* [What is needed]
Print the line that contains "Mark one point on each instance of the gold door", then every line after it until the entries end, exactly as they read; do not include pictures.

[Point localization data]
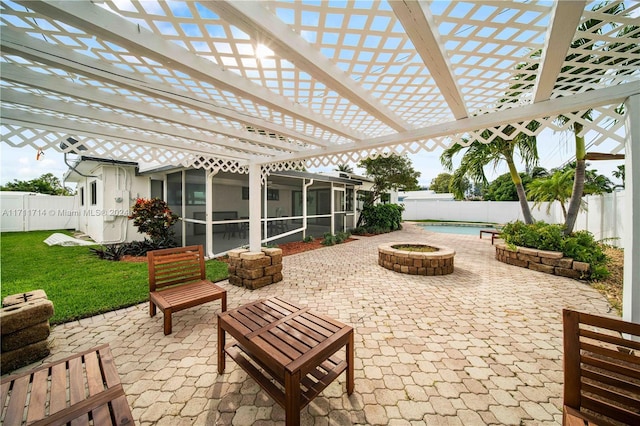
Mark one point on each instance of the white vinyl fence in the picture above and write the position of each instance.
(21, 211)
(601, 215)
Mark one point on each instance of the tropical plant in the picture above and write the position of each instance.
(394, 172)
(584, 45)
(502, 188)
(346, 168)
(45, 184)
(478, 154)
(556, 187)
(580, 246)
(382, 217)
(619, 174)
(442, 183)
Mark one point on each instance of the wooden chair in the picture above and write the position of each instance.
(177, 281)
(82, 389)
(601, 370)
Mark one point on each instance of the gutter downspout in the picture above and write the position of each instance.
(305, 186)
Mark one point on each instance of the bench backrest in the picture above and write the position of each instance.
(168, 267)
(602, 368)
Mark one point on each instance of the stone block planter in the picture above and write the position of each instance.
(549, 262)
(438, 262)
(255, 269)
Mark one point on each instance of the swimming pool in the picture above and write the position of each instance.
(456, 229)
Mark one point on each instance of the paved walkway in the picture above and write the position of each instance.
(480, 346)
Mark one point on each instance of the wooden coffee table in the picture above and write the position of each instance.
(286, 349)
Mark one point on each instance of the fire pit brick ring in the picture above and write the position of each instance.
(436, 262)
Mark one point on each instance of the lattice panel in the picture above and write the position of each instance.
(605, 52)
(19, 137)
(606, 124)
(492, 48)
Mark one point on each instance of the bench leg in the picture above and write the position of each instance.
(292, 398)
(167, 321)
(221, 345)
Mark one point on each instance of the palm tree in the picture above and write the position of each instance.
(556, 187)
(587, 44)
(478, 155)
(345, 168)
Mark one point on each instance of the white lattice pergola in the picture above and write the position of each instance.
(272, 85)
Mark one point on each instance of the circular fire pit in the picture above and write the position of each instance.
(416, 258)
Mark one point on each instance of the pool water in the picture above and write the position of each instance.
(456, 229)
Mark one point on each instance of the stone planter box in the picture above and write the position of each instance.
(255, 269)
(24, 329)
(439, 262)
(549, 262)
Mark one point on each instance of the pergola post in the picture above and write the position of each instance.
(631, 288)
(255, 208)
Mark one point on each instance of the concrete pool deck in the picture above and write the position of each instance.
(482, 345)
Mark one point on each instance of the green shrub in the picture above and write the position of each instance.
(387, 217)
(329, 239)
(579, 245)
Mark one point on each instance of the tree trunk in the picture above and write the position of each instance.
(578, 181)
(522, 196)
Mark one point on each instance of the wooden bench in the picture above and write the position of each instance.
(84, 388)
(601, 370)
(177, 281)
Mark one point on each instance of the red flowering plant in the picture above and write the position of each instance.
(154, 218)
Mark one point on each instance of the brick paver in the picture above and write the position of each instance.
(480, 346)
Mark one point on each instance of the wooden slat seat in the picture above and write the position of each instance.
(82, 389)
(177, 281)
(601, 370)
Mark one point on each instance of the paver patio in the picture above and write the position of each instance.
(480, 346)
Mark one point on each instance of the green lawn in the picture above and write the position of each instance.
(77, 282)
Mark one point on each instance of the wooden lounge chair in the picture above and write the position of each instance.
(82, 389)
(177, 281)
(601, 370)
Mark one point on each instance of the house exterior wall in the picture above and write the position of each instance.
(106, 221)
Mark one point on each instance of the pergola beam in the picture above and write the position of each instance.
(562, 29)
(63, 87)
(419, 26)
(107, 118)
(252, 18)
(553, 107)
(139, 41)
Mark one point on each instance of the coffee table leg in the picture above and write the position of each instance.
(292, 398)
(350, 380)
(221, 345)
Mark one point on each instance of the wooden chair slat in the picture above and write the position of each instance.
(610, 394)
(38, 398)
(611, 411)
(610, 366)
(95, 383)
(613, 355)
(15, 410)
(614, 340)
(77, 391)
(613, 324)
(177, 281)
(608, 379)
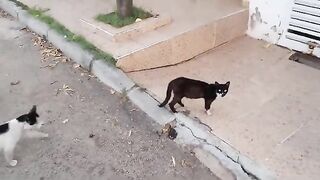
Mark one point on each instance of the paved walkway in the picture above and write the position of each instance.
(70, 152)
(271, 112)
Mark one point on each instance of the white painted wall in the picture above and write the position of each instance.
(268, 19)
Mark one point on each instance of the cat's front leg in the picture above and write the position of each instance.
(35, 134)
(8, 154)
(208, 105)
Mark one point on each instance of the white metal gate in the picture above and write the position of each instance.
(302, 31)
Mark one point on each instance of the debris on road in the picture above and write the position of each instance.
(66, 89)
(75, 65)
(65, 121)
(185, 163)
(49, 52)
(53, 82)
(173, 161)
(15, 83)
(112, 91)
(169, 130)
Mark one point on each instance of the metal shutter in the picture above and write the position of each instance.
(303, 31)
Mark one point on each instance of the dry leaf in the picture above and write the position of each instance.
(14, 83)
(65, 121)
(173, 161)
(75, 66)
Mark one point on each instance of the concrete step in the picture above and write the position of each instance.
(186, 45)
(183, 30)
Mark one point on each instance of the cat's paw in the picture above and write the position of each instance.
(13, 163)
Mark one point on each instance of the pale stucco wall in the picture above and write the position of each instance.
(268, 19)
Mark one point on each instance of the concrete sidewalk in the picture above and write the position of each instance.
(184, 28)
(95, 142)
(271, 113)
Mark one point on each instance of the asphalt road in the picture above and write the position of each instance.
(93, 132)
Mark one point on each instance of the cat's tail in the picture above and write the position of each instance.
(168, 96)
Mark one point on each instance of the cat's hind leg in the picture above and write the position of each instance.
(8, 154)
(35, 134)
(181, 104)
(174, 101)
(208, 105)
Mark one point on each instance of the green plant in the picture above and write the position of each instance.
(66, 33)
(114, 19)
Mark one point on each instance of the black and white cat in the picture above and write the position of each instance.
(13, 130)
(194, 89)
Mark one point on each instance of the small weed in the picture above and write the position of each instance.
(115, 20)
(66, 33)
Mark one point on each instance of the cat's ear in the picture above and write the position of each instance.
(34, 110)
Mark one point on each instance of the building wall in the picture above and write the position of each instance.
(268, 19)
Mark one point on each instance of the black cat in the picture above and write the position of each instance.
(194, 89)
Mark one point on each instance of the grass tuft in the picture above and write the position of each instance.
(66, 33)
(115, 20)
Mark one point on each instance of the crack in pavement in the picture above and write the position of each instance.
(218, 148)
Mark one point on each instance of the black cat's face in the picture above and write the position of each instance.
(32, 116)
(222, 89)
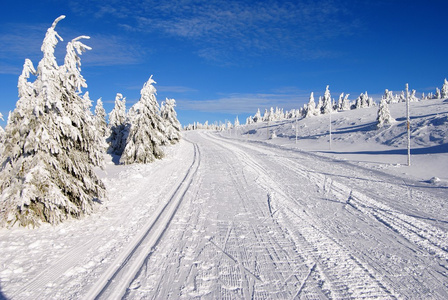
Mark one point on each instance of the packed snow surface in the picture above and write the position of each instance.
(246, 213)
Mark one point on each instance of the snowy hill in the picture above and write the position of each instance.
(356, 138)
(235, 214)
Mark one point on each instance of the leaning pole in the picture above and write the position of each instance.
(408, 124)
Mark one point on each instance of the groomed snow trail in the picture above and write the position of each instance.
(231, 219)
(262, 222)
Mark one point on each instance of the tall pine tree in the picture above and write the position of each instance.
(117, 125)
(172, 125)
(46, 172)
(146, 129)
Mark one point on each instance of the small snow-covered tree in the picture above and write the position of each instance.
(363, 101)
(438, 94)
(100, 118)
(388, 96)
(117, 126)
(340, 102)
(311, 107)
(346, 102)
(146, 129)
(172, 124)
(46, 171)
(319, 106)
(326, 102)
(384, 118)
(237, 122)
(257, 118)
(444, 92)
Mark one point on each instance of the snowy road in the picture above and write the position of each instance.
(232, 219)
(263, 222)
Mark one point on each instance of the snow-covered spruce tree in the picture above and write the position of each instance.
(326, 102)
(384, 118)
(237, 122)
(438, 94)
(146, 129)
(319, 106)
(117, 126)
(346, 102)
(311, 107)
(46, 172)
(100, 118)
(257, 118)
(172, 125)
(444, 92)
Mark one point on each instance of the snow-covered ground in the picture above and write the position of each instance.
(237, 215)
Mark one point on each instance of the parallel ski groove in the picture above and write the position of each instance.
(129, 263)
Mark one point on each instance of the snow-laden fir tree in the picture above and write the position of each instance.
(172, 125)
(326, 102)
(257, 118)
(444, 92)
(311, 107)
(438, 94)
(384, 118)
(46, 171)
(117, 126)
(100, 118)
(147, 131)
(346, 102)
(340, 102)
(319, 106)
(237, 122)
(102, 130)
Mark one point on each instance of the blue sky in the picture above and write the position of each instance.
(223, 58)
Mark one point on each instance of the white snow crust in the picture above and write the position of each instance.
(238, 214)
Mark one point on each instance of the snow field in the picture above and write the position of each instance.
(234, 215)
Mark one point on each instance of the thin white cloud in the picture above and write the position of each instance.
(175, 89)
(245, 103)
(24, 41)
(227, 30)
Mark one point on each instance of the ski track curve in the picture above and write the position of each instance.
(427, 276)
(342, 274)
(114, 283)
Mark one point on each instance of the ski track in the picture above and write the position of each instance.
(258, 223)
(116, 280)
(430, 240)
(82, 268)
(254, 221)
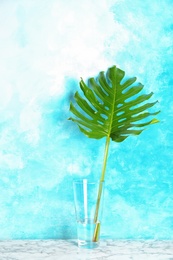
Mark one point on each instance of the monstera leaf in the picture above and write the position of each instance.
(112, 108)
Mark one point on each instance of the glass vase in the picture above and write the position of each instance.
(88, 200)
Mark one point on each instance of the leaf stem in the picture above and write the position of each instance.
(102, 178)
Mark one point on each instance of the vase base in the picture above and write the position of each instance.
(87, 244)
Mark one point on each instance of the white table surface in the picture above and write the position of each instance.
(68, 250)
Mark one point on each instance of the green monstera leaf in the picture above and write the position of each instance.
(112, 108)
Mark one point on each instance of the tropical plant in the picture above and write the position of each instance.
(112, 107)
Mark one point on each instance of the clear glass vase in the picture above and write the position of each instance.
(88, 200)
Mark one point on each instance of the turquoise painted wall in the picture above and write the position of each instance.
(45, 47)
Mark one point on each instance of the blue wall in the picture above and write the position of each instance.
(45, 47)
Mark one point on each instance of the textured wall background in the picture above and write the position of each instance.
(45, 47)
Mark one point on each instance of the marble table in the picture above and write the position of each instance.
(68, 250)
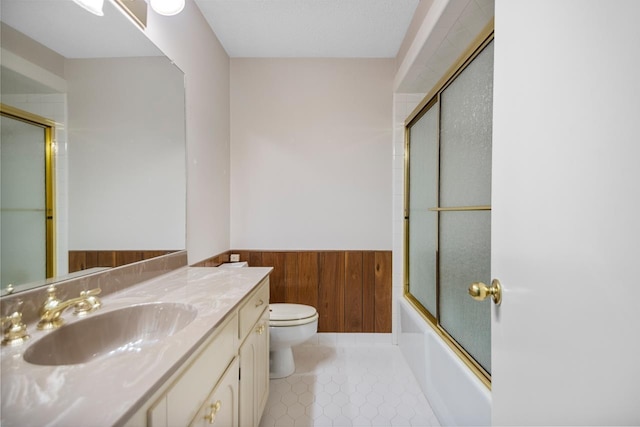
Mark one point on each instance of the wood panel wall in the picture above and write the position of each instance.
(81, 260)
(350, 289)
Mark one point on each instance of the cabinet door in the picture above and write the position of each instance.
(254, 372)
(221, 407)
(261, 368)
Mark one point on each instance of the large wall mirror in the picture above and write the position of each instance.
(93, 168)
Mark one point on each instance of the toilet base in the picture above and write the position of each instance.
(281, 363)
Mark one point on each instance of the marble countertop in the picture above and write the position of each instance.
(109, 390)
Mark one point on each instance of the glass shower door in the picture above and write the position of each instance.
(465, 199)
(448, 209)
(23, 208)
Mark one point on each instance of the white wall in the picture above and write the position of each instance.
(311, 153)
(188, 40)
(565, 229)
(126, 154)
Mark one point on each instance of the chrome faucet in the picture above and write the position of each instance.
(53, 307)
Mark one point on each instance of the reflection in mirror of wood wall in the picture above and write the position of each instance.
(350, 289)
(82, 260)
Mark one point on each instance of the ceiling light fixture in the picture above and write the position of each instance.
(167, 7)
(93, 6)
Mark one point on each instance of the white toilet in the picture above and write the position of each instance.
(289, 325)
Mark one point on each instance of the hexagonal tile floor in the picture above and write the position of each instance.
(340, 383)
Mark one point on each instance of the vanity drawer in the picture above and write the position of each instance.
(188, 393)
(252, 309)
(221, 407)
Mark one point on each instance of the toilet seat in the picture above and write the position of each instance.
(291, 314)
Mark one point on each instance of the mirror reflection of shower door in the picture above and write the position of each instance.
(26, 226)
(448, 209)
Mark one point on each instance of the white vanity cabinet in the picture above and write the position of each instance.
(221, 408)
(190, 391)
(254, 356)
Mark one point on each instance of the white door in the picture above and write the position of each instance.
(566, 213)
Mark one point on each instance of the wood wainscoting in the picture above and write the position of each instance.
(82, 260)
(350, 289)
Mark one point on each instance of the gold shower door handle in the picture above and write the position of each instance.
(479, 291)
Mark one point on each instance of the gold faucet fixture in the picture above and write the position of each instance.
(52, 308)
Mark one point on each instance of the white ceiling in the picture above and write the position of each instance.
(309, 28)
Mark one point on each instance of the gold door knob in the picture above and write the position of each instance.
(479, 291)
(213, 410)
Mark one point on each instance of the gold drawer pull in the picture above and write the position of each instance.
(214, 409)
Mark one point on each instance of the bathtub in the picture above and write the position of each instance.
(456, 395)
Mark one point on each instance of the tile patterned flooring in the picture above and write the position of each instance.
(348, 380)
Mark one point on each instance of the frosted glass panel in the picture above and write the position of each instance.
(465, 257)
(423, 193)
(23, 242)
(466, 126)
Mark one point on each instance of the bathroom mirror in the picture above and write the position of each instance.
(114, 105)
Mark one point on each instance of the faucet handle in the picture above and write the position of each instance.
(89, 302)
(16, 333)
(52, 300)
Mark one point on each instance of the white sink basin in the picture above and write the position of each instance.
(125, 330)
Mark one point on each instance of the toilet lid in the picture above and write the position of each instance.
(290, 311)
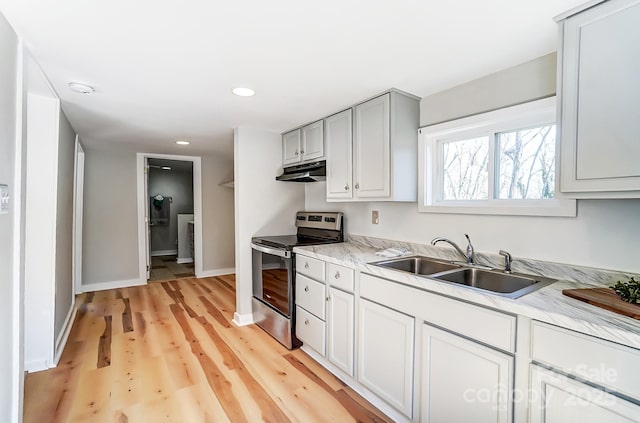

* [Output of the exercise]
Mark one point on each instance of the gold door knob in the picture above and write the position of each instance.
(479, 291)
(213, 410)
Mark one point on each instance of the gold drawer pull in the picture above and write the position of each instance.
(214, 409)
Mark one point on each instance of the bathtub in the picture above and write the position of each instance.
(456, 395)
Mark one point on each instance of the tile patterned flooring in the picture above and write the position of each instance.
(348, 380)
Mark one point on each instance of the frosted glass panel in the picture above and write the position of each instance.
(465, 257)
(423, 193)
(23, 242)
(466, 126)
Mark one point on each instance of the bathroom mirror in the picture above and write the position of each instance.
(114, 105)
Mark one point on each instance of the faucet handle in the picture above and write the position of each instance.
(89, 302)
(16, 333)
(52, 300)
Mark one point on each instance of the white sink basin in the picture above and write the position of each instance.
(125, 330)
Mark one point on each instance of the toilet lid in the picture above and write the position of each instance.
(290, 311)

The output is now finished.